──────── Raw records
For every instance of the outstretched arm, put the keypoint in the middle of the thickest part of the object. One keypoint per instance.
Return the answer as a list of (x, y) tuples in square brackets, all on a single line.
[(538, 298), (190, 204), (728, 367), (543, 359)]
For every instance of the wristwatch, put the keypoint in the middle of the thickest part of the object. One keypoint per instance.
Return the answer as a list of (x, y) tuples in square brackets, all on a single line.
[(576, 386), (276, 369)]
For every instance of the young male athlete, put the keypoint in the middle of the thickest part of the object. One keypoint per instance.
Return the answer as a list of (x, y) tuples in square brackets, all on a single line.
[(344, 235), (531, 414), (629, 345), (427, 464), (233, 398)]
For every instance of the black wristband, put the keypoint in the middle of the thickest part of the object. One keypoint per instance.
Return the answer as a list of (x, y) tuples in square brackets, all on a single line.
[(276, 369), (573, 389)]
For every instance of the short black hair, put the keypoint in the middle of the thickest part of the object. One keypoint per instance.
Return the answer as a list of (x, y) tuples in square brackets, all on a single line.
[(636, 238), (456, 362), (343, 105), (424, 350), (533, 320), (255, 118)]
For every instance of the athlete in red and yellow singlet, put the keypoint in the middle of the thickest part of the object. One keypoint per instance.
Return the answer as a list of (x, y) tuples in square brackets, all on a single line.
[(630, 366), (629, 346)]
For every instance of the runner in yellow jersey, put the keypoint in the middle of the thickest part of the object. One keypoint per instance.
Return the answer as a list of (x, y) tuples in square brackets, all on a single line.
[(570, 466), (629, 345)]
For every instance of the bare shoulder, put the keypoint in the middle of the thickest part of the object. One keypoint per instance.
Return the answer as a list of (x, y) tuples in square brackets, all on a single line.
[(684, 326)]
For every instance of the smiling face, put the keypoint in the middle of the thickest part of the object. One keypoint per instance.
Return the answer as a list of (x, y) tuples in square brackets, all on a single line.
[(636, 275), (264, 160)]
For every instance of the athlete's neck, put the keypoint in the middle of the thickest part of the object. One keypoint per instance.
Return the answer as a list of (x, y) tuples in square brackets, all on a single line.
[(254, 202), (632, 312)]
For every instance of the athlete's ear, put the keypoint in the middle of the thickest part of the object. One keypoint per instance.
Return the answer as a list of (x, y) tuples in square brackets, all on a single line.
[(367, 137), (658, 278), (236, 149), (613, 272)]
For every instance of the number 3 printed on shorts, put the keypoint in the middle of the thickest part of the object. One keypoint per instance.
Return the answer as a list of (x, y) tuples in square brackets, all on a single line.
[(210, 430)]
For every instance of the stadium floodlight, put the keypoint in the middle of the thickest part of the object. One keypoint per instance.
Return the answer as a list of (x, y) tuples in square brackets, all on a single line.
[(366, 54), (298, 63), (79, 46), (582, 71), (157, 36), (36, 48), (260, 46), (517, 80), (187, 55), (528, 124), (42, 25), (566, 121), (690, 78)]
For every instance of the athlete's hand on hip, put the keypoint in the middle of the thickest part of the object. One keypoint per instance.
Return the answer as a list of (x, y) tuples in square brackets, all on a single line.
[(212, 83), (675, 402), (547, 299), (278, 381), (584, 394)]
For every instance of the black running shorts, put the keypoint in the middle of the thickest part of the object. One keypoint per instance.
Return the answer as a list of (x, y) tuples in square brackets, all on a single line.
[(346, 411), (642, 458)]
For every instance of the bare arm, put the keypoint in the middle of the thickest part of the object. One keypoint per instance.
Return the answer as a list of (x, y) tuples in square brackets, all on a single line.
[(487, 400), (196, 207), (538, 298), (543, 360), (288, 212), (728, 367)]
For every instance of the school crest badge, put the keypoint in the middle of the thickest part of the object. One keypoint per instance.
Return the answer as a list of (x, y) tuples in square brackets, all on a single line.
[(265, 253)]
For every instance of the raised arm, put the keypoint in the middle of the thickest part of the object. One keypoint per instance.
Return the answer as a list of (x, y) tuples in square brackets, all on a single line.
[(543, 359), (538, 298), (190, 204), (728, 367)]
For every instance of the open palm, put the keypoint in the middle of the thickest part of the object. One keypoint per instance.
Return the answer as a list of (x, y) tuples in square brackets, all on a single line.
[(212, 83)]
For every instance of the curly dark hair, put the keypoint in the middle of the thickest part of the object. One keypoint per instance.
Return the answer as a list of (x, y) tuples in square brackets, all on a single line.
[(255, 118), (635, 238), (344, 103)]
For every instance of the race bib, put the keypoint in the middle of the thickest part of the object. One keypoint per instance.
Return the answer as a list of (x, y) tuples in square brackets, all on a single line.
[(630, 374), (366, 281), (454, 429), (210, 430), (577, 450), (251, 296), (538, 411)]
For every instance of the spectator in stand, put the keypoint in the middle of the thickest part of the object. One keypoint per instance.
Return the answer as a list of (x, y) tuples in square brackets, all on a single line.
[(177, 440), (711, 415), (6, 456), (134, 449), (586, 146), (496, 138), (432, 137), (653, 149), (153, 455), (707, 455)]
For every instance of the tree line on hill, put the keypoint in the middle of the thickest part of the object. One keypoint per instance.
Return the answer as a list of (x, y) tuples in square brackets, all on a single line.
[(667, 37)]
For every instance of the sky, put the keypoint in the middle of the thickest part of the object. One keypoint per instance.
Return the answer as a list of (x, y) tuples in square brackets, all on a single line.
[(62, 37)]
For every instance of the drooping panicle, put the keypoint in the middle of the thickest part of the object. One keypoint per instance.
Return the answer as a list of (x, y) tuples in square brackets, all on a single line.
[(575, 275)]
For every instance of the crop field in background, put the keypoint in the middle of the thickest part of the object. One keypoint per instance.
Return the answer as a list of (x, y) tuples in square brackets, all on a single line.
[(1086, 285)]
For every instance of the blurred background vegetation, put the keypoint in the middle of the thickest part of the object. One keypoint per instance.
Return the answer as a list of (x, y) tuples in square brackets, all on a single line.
────────────────
▶ [Your goal] Give everything in the rows above from the line containing "For every instance of the drooping" down to the line containing "[(575, 275)]" as a JSON list of strings, one string per line, with blank lines left out.

▶ [Exercise answer]
[
  "For every instance of the drooping panicle, put the keypoint in the middle of the thickest part of the object. One keypoint per instance.",
  "Return the answer as a list of (x, y) tuples in square brackets, all on a single line.",
  "[(575, 275)]"
]